**YOUR TASK**
Return all the entries word for word.

[Start of section]

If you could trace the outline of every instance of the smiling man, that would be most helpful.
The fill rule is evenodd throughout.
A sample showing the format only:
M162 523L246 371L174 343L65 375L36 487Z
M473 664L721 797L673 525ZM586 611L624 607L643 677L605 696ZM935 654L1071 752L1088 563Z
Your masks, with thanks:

[End of section]

**ANSWER TO THE PROBLEM**
If you could trace the outline of every instance of the smiling man, that would be most helpful.
The fill rule is evenodd throughout.
A sample showing the format only:
M162 523L246 371L174 343L65 375L36 487Z
M473 664L721 797L673 525ZM586 611L624 607L643 677L605 696ZM935 654L1071 752L1088 563Z
Your masks, with thanks:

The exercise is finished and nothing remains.